**Exercise requirements**
Repeat the listing in full, exactly as it stands.
— BEGIN Dataset records —
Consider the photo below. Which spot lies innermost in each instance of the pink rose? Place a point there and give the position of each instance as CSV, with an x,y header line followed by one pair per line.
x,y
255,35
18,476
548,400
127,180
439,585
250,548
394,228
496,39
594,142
— END Dataset records —
**Response below**
Consider the photo below. Which spot lies innermost in each instance of the pink rose? Place a point there and give the position of each instance as CSV, with an x,y header line followed by one pair per line.
x,y
255,35
18,476
548,400
127,180
439,585
250,548
394,228
496,39
594,142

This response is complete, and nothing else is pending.